■ Texto fuente:
=====

Tres días como voluntaria salesiana en Lwena, África

Tres días como voluntaria salesiana en Lwena, África

Tres días como voluntaria salesiana en Lwena, África
03 Septiembre 2014

El primer impacto al llegar a Lwena es la basura que se esparce por toda la ciudad. En estas tierras de postguerra, donde la paz se firmó hace apenas 12 años, no hay recolección domiciliaria ni luz eléctrica, más que en un reducido sector del centro, como tampoco hay agua corriente. Todo fue destruido durante los 27 años que duró la guerra civil en Angola. Las calles son de tierra -salvo en unas pocas cuadras del corazón urbano-, más bien de arena color ladrillo, con grandes pozos que hacen imposible el tránsito de vehículos que no sean cuatro por cuatro. Las bicicletas han sido reemplazadas por motos que van y vienen a toda velocidad.

=====

■ Tarea asignada: Retoma el relato sobre Lwena y continúalo a partir de su última oración.

(Registros de señalamiento de objetos en fotos)
=====

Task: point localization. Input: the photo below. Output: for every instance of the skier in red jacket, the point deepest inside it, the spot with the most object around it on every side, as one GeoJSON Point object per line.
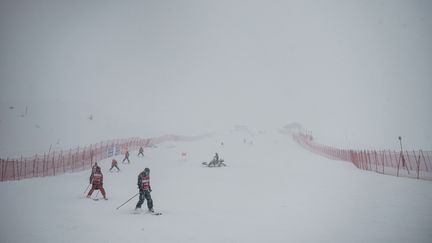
{"type": "Point", "coordinates": [114, 164]}
{"type": "Point", "coordinates": [96, 179]}
{"type": "Point", "coordinates": [144, 190]}
{"type": "Point", "coordinates": [126, 157]}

=====

■ Respuesta del ejercicio:
“¡Chinesis!”, nos gritan unos niños sonrientes. “¿Qué dijo?”, pregunto a una voluntaria uruguaya, Andrea Martínez, que me acompaña hasta la casa de las voluntarias donde viviré por tres días junto a ella y a otra joven argentina, María de Jesús Bruno, adelante, simplemente Marijé. “Para ellos todos los blancos somos chinos. Nos ven a todos iguales”, se alza de hombros como diciendo “vas a tener que acostumbrarte”. Al día siguiente comprobé que los chinos están por todas partes: construyendo casas, haciendo caminos, manejando minibuses de trabajo. En Lwena a los chinos se los llama también “amigos”, porque es la única palabra que saben decir en portugués.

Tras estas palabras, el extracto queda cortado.